◆ **PROMPT**
Copy out all of the material below word for word, leaving out the pictures.

◆ **INPUT**
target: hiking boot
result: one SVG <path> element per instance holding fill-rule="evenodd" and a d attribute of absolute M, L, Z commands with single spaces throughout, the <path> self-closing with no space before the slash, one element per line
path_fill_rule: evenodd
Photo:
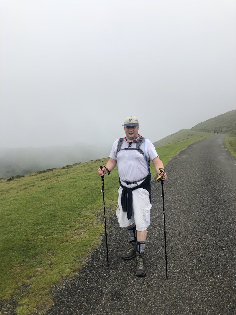
<path fill-rule="evenodd" d="M 137 265 L 136 275 L 137 277 L 144 277 L 146 274 L 146 268 L 144 265 L 144 254 L 139 254 L 137 252 Z"/>
<path fill-rule="evenodd" d="M 135 242 L 132 242 L 131 241 L 129 242 L 131 247 L 129 249 L 122 254 L 121 257 L 125 260 L 128 260 L 129 259 L 131 259 L 136 255 L 136 252 L 137 251 L 137 244 Z"/>

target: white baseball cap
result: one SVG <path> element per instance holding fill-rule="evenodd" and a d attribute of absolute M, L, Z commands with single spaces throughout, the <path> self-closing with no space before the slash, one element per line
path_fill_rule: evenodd
<path fill-rule="evenodd" d="M 135 116 L 130 116 L 126 118 L 124 124 L 122 125 L 124 127 L 128 127 L 129 126 L 138 126 L 138 118 Z"/>

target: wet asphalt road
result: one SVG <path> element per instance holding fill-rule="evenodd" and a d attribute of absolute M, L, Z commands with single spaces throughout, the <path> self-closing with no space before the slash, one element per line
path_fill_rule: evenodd
<path fill-rule="evenodd" d="M 135 275 L 135 259 L 121 259 L 129 240 L 113 217 L 110 267 L 104 242 L 77 276 L 54 287 L 47 315 L 236 314 L 236 160 L 223 139 L 193 144 L 166 166 L 168 280 L 161 186 L 154 180 L 146 276 Z"/>

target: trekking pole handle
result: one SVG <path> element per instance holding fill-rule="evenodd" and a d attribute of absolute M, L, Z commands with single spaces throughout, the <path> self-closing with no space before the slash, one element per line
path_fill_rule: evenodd
<path fill-rule="evenodd" d="M 100 168 L 101 169 L 103 169 L 103 166 L 100 166 Z M 103 176 L 101 176 L 101 177 L 102 177 L 102 180 L 103 180 L 104 178 L 104 175 L 103 175 Z"/>
<path fill-rule="evenodd" d="M 160 175 L 158 176 L 158 177 L 156 179 L 156 180 L 157 181 L 160 181 L 161 180 L 162 180 L 162 178 L 163 178 L 164 177 L 164 175 L 165 173 L 165 169 L 159 169 L 160 170 L 161 173 L 163 172 L 163 173 L 162 175 Z"/>

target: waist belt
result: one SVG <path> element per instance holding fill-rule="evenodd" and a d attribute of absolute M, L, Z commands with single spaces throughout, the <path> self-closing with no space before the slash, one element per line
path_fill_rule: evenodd
<path fill-rule="evenodd" d="M 148 176 L 149 175 L 148 175 Z M 140 181 L 142 181 L 142 180 L 143 180 L 145 179 L 148 176 L 146 176 L 146 177 L 144 177 L 144 178 L 142 178 L 142 179 L 139 179 L 138 180 L 136 180 L 135 181 L 126 181 L 125 180 L 122 180 L 122 181 L 123 181 L 124 183 L 126 183 L 127 185 L 130 185 L 132 184 L 136 184 L 136 183 L 138 183 Z"/>

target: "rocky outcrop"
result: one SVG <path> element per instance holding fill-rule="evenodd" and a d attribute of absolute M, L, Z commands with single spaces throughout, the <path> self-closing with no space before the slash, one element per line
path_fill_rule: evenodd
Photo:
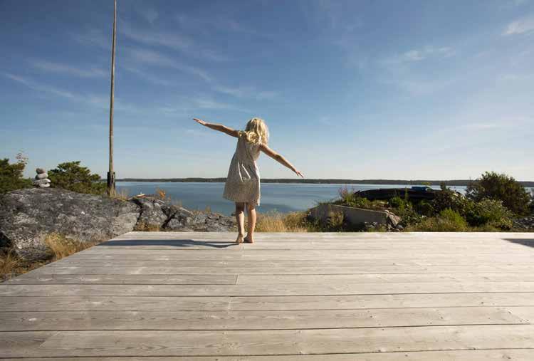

◆ **WRITTEN SOLUTION**
target: hiking boot
result: one SVG <path> element per instance holding fill-rule="evenodd" and a d attribute of absolute M, L, Z commands with single spaces throughout, the <path> self-closing with no space before the slash, one element per line
path_fill_rule: evenodd
Photo:
<path fill-rule="evenodd" d="M 137 265 L 136 275 L 137 277 L 144 277 L 146 274 L 146 268 L 144 265 L 144 254 L 139 254 L 137 252 Z"/>
<path fill-rule="evenodd" d="M 135 242 L 132 242 L 131 241 L 129 242 L 131 247 L 129 249 L 122 254 L 121 257 L 125 260 L 128 260 L 129 259 L 131 259 L 136 255 L 136 252 L 137 251 L 137 244 Z"/>

target: white baseball cap
result: one SVG <path> element per instance holding fill-rule="evenodd" and a d attribute of absolute M, L, Z commands with single spaces throughout, the <path> self-closing with no space before the slash, one element per line
path_fill_rule: evenodd
<path fill-rule="evenodd" d="M 135 116 L 130 116 L 126 118 L 124 124 L 122 125 L 124 127 L 128 127 L 129 126 L 138 126 L 138 118 Z"/>

target: wet asphalt road
result: one SVG <path> element per instance holding fill-rule="evenodd" and a d attribute of absolute M, L, Z commands with single spaces throughout, the <path> self-closing with no space before the slash, one element per line
path_fill_rule: evenodd
<path fill-rule="evenodd" d="M 135 275 L 135 259 L 121 259 L 129 240 L 113 217 L 110 267 L 104 242 L 77 276 L 54 287 L 47 315 L 236 314 L 236 160 L 223 139 L 193 144 L 166 166 L 168 280 L 161 186 L 154 180 L 146 276 Z"/>

target: trekking pole handle
result: one SVG <path> element per instance holding fill-rule="evenodd" and a d attribute of absolute M, L, Z commands with single spaces throughout, the <path> self-closing with no space before the slash, one element per line
path_fill_rule: evenodd
<path fill-rule="evenodd" d="M 100 168 L 101 169 L 103 169 L 103 166 L 100 166 Z M 103 176 L 101 176 L 101 177 L 102 177 L 102 180 L 103 180 L 104 178 L 104 175 L 103 175 Z"/>
<path fill-rule="evenodd" d="M 160 175 L 158 176 L 158 177 L 156 179 L 156 180 L 157 181 L 160 181 L 161 180 L 162 180 L 162 178 L 163 178 L 164 177 L 164 175 L 165 173 L 165 169 L 159 169 L 160 170 L 161 173 L 163 172 L 163 173 L 162 175 Z"/>

target: waist belt
result: one SVG <path> element per instance holding fill-rule="evenodd" and a d attribute of absolute M, L, Z commands with single spaces throughout, the <path> self-closing with no space before the slash, one element per line
path_fill_rule: evenodd
<path fill-rule="evenodd" d="M 148 176 L 149 175 L 148 175 Z M 140 181 L 142 181 L 142 180 L 143 180 L 145 179 L 148 176 L 146 176 L 146 177 L 144 177 L 144 178 L 142 178 L 142 179 L 139 179 L 138 180 L 136 180 L 135 181 L 126 181 L 125 180 L 122 180 L 122 181 L 123 181 L 124 183 L 126 183 L 127 185 L 130 185 L 132 184 L 136 184 L 136 183 L 138 183 Z"/>

target: "rocky outcrop"
result: one SVG <path> element per instance holding fill-rule="evenodd" and a d attribute of absolute M, L, Z commands with single spaces throughout, the <path> self-closing with no space before the slash, one element per line
path_fill_rule: evenodd
Photo:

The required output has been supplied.